__Required action__. Wherever the word "rear" occurs in the lines below, copy the whole line.
[[ Exercise data open ]]
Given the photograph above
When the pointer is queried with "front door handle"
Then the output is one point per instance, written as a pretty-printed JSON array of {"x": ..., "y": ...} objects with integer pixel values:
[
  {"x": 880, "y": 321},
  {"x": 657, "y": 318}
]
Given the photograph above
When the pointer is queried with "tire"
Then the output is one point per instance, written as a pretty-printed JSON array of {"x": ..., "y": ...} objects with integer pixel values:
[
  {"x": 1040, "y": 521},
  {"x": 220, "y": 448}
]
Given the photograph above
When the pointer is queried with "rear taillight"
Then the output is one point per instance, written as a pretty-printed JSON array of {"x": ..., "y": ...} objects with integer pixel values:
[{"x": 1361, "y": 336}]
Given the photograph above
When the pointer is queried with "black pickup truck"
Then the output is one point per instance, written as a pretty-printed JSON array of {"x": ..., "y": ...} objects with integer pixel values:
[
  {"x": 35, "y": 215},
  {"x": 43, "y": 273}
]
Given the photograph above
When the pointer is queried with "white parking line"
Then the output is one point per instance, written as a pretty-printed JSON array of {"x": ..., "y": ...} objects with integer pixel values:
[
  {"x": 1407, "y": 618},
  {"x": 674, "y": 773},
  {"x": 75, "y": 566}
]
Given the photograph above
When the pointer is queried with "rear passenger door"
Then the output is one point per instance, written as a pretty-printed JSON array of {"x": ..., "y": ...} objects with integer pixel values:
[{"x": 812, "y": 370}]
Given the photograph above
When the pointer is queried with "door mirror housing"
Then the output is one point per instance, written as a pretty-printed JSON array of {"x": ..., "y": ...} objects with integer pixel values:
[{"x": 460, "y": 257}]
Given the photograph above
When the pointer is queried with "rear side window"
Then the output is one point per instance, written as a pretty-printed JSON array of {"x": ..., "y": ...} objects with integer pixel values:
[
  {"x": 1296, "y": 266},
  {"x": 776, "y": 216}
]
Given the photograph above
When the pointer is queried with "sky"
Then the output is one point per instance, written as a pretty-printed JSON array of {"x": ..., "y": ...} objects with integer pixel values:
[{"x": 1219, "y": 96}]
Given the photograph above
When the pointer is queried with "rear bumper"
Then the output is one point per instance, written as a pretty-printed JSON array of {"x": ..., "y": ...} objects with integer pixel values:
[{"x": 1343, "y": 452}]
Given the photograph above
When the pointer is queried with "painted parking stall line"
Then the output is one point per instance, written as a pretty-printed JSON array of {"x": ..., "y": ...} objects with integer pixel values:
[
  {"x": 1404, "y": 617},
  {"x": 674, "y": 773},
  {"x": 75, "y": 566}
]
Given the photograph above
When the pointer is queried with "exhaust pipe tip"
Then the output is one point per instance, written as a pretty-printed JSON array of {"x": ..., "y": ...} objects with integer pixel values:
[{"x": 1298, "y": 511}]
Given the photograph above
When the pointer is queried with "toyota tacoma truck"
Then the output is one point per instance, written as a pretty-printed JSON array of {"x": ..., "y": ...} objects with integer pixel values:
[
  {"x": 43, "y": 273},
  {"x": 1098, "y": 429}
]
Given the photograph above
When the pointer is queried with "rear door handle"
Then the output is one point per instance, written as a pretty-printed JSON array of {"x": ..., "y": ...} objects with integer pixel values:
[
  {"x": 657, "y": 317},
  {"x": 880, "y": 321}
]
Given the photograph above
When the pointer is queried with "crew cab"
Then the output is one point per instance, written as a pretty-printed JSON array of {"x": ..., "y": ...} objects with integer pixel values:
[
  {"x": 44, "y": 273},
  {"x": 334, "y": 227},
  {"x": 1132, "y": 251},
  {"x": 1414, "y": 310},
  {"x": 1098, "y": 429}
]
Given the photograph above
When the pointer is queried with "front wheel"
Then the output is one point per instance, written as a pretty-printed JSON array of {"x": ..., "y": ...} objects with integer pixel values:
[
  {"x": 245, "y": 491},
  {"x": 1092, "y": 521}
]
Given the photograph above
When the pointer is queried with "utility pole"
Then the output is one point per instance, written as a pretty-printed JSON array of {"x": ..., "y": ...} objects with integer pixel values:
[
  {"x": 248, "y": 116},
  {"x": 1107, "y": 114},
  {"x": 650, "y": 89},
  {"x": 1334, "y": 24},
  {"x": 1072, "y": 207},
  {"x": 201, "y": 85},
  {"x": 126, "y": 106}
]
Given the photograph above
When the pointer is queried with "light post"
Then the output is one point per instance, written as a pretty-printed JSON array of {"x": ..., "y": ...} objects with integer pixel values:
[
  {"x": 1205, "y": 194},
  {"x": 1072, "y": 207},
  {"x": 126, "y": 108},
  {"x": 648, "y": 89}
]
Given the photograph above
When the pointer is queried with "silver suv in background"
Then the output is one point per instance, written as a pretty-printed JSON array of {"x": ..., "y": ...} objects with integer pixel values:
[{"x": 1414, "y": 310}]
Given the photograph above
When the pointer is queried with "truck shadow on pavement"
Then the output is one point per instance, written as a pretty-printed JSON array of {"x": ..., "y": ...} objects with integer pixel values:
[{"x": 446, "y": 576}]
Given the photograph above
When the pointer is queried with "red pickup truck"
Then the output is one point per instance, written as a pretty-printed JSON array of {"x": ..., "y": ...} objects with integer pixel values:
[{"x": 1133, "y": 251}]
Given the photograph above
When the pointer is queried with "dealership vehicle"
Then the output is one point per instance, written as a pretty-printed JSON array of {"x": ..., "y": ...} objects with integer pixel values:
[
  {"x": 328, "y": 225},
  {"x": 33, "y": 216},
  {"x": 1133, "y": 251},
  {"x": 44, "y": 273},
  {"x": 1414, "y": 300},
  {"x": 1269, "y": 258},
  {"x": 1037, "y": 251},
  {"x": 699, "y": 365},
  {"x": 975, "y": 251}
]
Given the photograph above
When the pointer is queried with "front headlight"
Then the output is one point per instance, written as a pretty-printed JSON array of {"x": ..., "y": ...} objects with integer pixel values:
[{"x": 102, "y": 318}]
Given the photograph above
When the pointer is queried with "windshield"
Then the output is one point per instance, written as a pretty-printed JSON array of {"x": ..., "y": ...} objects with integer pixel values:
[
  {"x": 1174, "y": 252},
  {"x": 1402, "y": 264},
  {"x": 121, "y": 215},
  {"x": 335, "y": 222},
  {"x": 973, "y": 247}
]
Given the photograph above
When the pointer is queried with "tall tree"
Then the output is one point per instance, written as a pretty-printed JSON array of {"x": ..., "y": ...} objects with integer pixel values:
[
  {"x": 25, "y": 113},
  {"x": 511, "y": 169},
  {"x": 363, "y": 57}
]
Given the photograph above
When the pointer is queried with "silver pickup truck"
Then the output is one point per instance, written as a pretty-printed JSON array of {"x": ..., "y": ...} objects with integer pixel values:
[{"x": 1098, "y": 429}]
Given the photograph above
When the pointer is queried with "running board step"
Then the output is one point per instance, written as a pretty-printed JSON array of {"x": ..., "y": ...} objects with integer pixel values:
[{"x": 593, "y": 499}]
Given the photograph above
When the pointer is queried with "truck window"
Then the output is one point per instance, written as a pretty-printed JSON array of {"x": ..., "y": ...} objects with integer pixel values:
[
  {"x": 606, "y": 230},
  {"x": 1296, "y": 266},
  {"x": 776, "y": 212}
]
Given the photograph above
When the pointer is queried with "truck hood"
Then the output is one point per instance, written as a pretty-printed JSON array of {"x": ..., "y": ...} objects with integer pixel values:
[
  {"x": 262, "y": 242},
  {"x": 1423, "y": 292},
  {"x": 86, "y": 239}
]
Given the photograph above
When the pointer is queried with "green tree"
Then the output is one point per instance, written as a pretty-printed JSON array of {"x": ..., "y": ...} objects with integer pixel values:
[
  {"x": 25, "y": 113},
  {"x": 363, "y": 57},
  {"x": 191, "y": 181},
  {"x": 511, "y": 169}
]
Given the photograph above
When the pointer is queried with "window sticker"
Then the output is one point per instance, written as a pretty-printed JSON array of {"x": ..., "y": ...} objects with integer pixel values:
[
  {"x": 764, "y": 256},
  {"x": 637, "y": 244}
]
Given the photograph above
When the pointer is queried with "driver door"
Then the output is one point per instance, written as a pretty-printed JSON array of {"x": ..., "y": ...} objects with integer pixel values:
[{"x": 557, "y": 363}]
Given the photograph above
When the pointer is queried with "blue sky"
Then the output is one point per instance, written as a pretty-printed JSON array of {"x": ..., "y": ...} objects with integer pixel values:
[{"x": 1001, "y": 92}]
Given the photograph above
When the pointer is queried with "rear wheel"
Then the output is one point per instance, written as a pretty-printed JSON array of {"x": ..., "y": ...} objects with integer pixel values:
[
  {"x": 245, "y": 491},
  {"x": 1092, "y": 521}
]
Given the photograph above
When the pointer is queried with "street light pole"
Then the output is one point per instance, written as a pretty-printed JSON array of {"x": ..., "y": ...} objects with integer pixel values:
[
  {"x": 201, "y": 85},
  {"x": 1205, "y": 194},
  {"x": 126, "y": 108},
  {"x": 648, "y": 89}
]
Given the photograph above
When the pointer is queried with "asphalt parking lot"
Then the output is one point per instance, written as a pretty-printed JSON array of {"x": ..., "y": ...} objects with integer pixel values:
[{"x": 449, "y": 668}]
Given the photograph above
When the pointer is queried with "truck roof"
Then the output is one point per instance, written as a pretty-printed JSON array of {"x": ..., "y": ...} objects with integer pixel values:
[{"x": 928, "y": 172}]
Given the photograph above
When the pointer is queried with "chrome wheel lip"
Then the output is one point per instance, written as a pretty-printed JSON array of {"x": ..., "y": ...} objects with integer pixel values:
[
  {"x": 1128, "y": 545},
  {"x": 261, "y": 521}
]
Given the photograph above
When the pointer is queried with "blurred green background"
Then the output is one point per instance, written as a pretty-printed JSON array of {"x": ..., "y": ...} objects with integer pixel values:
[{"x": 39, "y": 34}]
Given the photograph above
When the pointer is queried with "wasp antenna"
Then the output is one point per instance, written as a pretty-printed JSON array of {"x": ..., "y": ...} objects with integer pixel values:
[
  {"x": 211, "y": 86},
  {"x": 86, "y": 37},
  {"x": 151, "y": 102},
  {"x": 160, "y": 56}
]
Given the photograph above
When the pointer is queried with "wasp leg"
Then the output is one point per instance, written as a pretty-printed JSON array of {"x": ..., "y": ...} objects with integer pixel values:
[[ Exercise data closed ]]
__Completed exercise__.
When the pointer is queried with "rear taillight"
When the pointer is queried with "rear passenger door"
When the pointer is queried with "rear side window"
When the pointer is queried with "rear bumper"
When the pointer is queried with "rear door handle"
When the pointer is queried with "rear wheel"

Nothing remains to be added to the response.